### VORLIEGENDER TEXT
*****

Die Geheimdienst-Chefs (v.l.) Bruno Kahl, Thomas Haldenwang und Martina Rosenberg im Bundestag. © Jutrczenka/dpa
Berlin – Bei einem mutmaßlich von Russland initiierten Brand eines Luftfrachtpakets ist Deutschland im Juli wohl nur knapp an einem Flugzeugabsturz vorbeigeschrammt. Es sei nur einem Zufall zu verdanken, dass das Paket noch im DHL-Logistikzentrum Leipzig und nicht während des Fluges in Brand geraten sei, sagte Verfassungsschutz-Präsident Thomas Haldenwang bei einer öffentlichen Befragung der deutschen Geheimdienste im Bundestag. Sicherheitskreise gehen davon aus, dass russische Sabotage dahintersteckt.
Nach dpa-Informationen bestand der glückliche Zufall darin, dass der Weiterflug des aus dem Baltikum stammenden Frachtpakets sich in Leipzig verzögerte. Das Paket hatte einen Brandsatz enthalten, der dort zündete und einen Frachtcontainer in Brand setzte.
Das Spitzenpersonal der Geheimdienste warnte bei der Sitzung des Parlamentarischen Kontrollgremiums des Bundestags die Bevölkerung vor Naivität. Putin habe Deutschland längst zum Feind erklärt, betonten die Präsidenten der drei Nachrichtendienste. „Wir beobachten ein aggressives Agieren der russischen Nachrichtendienste“, erklärte Haldenwang. Besonders Spionage und Sabotage durch russische Akteure hätten in Deutschland zugenommen – „sowohl quantitativ als auch qualitativ“.

*****

### ANGEZEIGTE DATENSÄTZE
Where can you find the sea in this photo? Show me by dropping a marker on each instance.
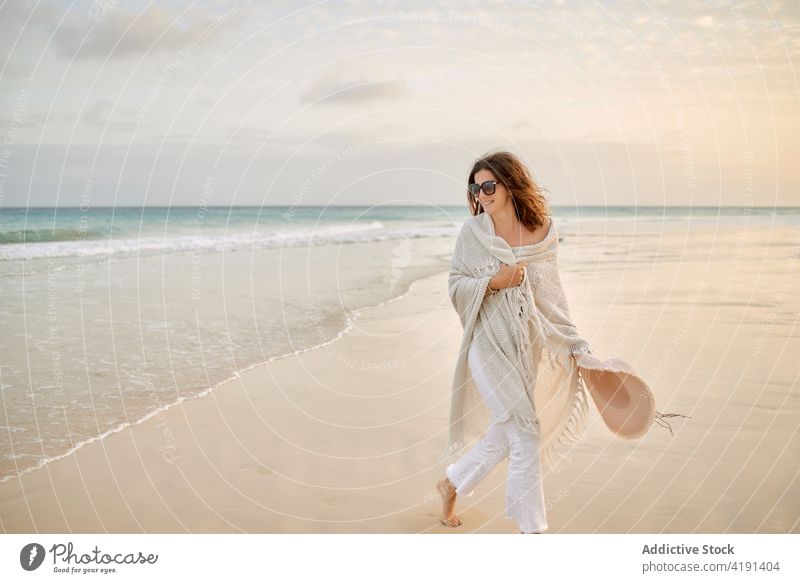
(108, 316)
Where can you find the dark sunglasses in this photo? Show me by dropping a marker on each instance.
(487, 187)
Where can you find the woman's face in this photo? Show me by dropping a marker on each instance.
(491, 203)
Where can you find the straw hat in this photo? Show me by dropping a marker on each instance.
(624, 400)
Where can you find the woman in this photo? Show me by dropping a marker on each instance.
(522, 362)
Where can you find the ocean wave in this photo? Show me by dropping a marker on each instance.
(184, 243)
(48, 236)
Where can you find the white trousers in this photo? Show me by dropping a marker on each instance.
(524, 490)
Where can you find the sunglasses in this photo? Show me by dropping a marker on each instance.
(487, 187)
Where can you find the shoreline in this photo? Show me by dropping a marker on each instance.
(100, 486)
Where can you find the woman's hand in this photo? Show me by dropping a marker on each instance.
(509, 276)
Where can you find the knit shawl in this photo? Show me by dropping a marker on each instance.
(531, 337)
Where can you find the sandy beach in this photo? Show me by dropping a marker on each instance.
(345, 437)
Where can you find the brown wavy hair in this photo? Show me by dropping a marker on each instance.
(526, 195)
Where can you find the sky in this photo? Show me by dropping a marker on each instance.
(108, 102)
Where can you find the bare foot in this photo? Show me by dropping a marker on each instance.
(448, 493)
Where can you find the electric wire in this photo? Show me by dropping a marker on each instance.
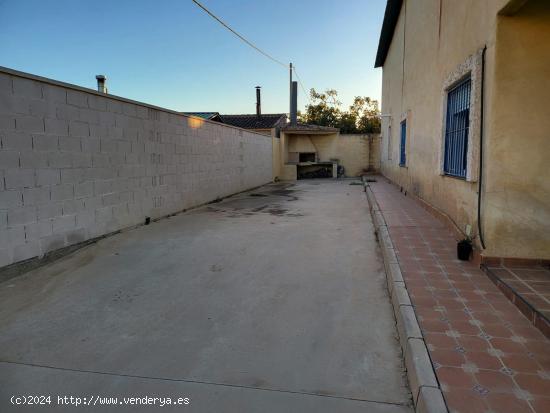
(249, 43)
(239, 36)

*****

### AUFGABE A
Entnimm dem Artikel über den Brand in Leipzig den Wortlaut, der bei „Die Geheimdienst-Chefs (v.l.)“ beginnt und bei „russische Sabotage dahintersteckt.“ endet.
### AUFGABE B
Nenne alle Geheimdienst-Chefs, die im Artikel über den Brand in Leipzig namentlich aufgeführt werden.

### ANTWORT A
Die Geheimdienst-Chefs (v.l.) Bruno Kahl, Thomas Haldenwang und Martina Rosenberg im Bundestag. © Jutrczenka/dpa
Berlin – Bei einem mutmaßlich von Russland initiierten Brand eines Luftfrachtpakets ist Deutschland im Juli wohl nur knapp an einem Flugzeugabsturz vorbeigeschrammt. Es sei nur einem Zufall zu verdanken, dass das Paket noch im DHL-Logistikzentrum Leipzig und nicht während des Fluges in Brand geraten sei, sagte Verfassungsschutz-Präsident Thomas Haldenwang bei einer öffentlichen Befragung der deutschen Geheimdienste im Bundestag. Sicherheitskreise gehen davon aus, dass russische Sabotage dahintersteckt.

### ANTWORT B
Bruno Kahl, Thomas Haldenwang, Martina Rosenberg